▶ [Task instructions] If a line appears in the data below, it must appear in your answer exactly as given.

▶ [Dataset records]
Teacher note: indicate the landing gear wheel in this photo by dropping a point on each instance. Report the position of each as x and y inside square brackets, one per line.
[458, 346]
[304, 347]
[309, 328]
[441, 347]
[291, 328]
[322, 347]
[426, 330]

▶ [Response box]
Teacher note: indicate the landing gear wheel in this photo by dropping a point on each instance. Report the position of each as x and y inside square brackets, one per line.
[458, 346]
[304, 347]
[309, 328]
[441, 347]
[291, 328]
[322, 347]
[426, 330]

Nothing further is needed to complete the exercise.